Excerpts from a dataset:
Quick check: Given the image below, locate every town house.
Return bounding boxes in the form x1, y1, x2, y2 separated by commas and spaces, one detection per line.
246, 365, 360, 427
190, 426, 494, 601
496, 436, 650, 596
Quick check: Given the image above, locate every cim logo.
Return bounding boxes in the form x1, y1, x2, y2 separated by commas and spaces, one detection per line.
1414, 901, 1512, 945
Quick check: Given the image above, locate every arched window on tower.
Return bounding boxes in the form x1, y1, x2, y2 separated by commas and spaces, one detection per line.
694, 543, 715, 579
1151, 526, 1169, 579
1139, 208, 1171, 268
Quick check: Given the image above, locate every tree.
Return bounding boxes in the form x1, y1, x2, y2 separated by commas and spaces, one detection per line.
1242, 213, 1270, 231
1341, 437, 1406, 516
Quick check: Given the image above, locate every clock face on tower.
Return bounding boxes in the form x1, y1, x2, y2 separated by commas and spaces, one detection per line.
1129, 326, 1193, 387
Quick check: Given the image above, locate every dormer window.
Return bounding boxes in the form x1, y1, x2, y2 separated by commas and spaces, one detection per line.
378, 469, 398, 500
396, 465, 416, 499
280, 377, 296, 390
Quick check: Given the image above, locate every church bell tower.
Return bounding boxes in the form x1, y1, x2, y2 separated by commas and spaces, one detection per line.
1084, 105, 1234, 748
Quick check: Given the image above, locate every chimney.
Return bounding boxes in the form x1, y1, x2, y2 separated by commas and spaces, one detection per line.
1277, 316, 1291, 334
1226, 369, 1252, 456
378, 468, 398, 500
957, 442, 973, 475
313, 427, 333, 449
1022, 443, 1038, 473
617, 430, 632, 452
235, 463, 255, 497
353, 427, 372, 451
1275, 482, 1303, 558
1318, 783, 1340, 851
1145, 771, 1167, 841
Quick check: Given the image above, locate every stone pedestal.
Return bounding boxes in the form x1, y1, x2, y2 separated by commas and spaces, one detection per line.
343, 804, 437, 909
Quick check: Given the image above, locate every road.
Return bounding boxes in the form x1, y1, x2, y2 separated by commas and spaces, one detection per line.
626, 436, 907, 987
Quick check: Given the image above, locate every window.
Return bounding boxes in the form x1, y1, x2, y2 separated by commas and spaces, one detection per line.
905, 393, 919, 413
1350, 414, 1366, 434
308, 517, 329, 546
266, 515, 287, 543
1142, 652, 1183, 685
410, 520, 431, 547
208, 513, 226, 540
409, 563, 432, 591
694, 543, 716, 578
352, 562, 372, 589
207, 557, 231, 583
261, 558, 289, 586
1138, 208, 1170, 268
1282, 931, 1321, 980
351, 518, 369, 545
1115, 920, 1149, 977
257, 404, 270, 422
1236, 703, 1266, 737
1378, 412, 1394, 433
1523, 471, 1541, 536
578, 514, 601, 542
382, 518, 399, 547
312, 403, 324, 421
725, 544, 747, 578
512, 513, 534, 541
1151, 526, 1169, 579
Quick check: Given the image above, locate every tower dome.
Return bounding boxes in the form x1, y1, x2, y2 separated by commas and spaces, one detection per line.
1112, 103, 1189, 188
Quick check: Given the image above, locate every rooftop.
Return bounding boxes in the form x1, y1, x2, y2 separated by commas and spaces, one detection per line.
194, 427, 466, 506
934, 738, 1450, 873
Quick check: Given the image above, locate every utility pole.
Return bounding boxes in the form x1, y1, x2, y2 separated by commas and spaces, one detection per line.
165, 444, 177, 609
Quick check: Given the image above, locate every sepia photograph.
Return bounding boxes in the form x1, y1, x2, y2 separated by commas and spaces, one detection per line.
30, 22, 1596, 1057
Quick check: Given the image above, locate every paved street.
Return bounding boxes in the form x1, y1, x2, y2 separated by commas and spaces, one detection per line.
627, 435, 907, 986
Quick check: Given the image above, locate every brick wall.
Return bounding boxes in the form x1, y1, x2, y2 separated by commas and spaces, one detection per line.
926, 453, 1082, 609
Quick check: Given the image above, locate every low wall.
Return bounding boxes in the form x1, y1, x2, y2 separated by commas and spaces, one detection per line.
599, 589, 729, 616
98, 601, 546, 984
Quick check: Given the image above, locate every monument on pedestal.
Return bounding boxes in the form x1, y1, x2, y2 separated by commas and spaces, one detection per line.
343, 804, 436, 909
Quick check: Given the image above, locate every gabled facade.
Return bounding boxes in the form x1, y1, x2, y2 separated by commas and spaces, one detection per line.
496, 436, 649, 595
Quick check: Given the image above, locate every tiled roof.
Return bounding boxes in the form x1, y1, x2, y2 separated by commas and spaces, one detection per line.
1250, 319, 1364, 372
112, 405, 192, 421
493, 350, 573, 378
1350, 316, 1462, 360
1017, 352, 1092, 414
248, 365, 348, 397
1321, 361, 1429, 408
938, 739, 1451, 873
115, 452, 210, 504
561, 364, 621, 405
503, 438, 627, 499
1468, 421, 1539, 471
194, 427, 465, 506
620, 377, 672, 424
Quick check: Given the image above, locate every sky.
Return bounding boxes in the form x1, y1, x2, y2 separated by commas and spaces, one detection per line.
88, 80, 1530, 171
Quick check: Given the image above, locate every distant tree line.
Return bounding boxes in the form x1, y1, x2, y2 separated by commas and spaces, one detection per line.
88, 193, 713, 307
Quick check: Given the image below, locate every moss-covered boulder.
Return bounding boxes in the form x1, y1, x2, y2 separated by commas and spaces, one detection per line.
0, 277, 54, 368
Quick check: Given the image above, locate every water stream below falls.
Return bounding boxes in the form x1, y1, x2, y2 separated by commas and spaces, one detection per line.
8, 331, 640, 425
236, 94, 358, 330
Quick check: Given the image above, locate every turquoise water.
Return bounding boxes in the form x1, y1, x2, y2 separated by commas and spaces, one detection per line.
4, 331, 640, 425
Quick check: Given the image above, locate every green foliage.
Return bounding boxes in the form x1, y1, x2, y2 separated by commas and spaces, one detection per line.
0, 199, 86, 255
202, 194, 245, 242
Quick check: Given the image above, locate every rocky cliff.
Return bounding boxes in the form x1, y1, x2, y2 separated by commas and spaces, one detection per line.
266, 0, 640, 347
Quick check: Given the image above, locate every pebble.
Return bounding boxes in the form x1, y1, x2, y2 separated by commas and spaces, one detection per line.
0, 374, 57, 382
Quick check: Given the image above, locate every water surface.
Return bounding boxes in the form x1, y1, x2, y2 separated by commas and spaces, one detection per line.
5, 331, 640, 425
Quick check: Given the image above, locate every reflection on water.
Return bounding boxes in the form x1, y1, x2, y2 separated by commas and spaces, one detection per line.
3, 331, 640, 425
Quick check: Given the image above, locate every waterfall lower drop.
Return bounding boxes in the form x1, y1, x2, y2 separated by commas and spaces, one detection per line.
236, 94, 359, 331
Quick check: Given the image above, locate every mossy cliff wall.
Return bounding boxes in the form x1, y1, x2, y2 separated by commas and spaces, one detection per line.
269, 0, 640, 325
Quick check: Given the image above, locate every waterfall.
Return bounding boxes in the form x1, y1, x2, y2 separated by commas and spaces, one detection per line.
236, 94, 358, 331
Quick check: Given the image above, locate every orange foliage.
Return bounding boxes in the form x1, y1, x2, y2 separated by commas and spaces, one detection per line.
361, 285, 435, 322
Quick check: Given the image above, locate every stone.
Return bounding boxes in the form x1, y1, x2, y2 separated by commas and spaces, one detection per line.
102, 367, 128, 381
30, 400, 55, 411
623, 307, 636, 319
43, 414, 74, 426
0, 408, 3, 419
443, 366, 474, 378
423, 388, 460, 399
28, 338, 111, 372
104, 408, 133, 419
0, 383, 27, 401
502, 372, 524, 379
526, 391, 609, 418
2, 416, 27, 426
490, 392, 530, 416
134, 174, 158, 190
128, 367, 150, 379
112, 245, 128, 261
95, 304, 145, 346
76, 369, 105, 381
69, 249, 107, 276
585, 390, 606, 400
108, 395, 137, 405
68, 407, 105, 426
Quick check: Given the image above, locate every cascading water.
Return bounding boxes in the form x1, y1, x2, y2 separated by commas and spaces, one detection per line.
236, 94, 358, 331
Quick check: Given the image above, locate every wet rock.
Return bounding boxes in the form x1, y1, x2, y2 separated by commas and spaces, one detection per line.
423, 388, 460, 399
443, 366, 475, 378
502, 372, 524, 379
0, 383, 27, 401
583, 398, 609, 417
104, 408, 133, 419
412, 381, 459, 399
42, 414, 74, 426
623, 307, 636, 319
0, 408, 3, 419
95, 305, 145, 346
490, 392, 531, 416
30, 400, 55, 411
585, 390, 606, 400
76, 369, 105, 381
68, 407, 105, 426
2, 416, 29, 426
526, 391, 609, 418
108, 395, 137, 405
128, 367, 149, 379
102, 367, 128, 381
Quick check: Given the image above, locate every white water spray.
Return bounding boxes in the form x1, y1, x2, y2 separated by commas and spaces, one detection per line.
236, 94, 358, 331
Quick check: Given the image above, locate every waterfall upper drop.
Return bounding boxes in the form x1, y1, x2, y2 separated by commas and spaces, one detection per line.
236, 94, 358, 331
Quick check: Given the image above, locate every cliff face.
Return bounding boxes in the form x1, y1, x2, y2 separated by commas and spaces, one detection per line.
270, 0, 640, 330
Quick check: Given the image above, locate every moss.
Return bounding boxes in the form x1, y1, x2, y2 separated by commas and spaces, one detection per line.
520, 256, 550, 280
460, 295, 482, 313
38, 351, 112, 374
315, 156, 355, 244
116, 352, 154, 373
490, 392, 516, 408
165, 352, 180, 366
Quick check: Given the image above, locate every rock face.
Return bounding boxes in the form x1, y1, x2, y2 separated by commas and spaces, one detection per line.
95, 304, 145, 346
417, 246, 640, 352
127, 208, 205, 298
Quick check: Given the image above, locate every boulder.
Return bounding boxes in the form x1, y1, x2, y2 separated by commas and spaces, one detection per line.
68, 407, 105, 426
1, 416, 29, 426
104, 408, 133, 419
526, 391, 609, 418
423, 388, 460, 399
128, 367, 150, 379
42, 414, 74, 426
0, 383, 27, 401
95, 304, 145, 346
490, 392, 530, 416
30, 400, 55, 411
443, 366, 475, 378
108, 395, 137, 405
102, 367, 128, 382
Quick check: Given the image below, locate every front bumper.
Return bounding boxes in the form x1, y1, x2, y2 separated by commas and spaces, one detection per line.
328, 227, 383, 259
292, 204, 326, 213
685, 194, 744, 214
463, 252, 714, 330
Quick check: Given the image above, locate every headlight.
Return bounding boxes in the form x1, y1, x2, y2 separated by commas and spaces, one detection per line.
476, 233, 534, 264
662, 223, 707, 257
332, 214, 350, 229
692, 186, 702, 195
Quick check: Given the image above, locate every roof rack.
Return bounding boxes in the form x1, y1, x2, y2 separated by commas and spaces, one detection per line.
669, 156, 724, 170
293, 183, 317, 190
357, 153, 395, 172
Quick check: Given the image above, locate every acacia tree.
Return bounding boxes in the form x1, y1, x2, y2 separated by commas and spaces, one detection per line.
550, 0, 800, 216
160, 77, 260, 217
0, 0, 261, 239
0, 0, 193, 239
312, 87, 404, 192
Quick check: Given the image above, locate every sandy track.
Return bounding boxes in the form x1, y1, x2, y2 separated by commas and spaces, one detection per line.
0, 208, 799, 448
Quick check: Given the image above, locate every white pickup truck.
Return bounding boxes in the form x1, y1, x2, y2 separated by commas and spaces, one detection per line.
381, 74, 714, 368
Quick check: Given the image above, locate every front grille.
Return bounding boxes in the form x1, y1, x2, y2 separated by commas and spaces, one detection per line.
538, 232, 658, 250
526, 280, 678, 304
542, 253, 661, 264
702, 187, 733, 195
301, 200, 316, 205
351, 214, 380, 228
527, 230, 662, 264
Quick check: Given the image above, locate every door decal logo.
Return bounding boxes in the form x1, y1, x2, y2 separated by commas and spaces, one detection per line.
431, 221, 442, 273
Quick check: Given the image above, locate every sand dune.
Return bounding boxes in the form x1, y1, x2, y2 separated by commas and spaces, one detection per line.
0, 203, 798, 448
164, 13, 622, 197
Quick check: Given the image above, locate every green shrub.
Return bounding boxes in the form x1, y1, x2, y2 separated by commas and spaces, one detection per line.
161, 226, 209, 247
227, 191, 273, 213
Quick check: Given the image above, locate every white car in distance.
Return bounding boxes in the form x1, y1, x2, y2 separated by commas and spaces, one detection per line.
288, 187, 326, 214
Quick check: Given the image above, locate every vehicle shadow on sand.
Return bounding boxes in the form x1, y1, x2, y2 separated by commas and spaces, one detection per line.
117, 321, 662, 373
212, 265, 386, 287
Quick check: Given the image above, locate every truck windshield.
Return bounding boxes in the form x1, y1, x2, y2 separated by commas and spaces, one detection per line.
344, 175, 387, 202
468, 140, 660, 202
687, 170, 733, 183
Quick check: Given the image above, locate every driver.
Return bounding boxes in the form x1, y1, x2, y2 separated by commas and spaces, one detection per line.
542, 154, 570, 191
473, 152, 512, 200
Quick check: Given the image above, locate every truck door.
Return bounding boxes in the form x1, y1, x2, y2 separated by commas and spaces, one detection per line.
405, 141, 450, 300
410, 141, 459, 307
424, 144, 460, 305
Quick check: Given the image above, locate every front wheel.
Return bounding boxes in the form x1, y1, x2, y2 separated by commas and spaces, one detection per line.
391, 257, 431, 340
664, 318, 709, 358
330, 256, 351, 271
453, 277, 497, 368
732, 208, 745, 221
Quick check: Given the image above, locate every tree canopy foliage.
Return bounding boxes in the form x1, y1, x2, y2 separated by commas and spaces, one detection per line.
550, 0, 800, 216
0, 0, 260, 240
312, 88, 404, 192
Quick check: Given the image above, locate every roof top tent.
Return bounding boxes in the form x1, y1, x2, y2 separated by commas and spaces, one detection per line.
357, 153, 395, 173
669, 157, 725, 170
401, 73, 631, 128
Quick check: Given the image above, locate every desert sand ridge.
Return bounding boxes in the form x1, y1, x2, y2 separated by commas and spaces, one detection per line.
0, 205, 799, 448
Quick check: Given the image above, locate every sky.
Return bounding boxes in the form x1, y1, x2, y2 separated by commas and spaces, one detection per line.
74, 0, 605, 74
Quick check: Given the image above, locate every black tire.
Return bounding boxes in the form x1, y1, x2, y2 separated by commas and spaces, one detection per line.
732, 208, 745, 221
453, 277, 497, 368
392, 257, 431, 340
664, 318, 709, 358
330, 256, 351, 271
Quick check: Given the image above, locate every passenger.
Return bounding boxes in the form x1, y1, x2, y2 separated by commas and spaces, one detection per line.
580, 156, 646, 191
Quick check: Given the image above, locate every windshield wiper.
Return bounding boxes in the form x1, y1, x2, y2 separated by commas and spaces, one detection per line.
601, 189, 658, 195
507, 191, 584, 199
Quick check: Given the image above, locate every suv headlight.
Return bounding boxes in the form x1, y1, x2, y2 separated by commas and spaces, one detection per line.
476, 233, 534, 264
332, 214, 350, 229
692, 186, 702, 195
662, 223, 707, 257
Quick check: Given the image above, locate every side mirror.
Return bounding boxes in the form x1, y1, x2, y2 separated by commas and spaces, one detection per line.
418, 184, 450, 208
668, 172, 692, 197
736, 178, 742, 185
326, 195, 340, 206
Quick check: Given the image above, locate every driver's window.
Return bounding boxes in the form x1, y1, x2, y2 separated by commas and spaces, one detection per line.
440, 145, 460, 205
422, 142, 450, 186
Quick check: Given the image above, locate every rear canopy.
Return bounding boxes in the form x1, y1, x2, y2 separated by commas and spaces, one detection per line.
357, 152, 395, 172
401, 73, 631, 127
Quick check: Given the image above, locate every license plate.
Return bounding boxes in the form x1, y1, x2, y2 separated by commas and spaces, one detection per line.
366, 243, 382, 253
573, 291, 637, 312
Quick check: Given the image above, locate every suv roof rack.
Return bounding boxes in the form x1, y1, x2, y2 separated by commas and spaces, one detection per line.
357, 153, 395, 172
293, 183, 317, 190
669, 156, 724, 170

## EXERCISE DESCRIPTION:
Within the data above, the span starting at the line containing "Quick check: Given the image below, locate every front" and ending at the line containing "Quick check: Given the image above, locate every headlight." is to be retyped exactly, with no other lines.

## WRITTEN RESPONSE:
Quick check: Given the image below, locate every front bumper.
Return bounding boxes in the form x1, y1, x2, y2 separated by commas and spaces, one detection per line.
328, 227, 383, 259
292, 204, 326, 213
685, 194, 744, 214
463, 252, 714, 330
Quick check: Given the image above, locate every headlight.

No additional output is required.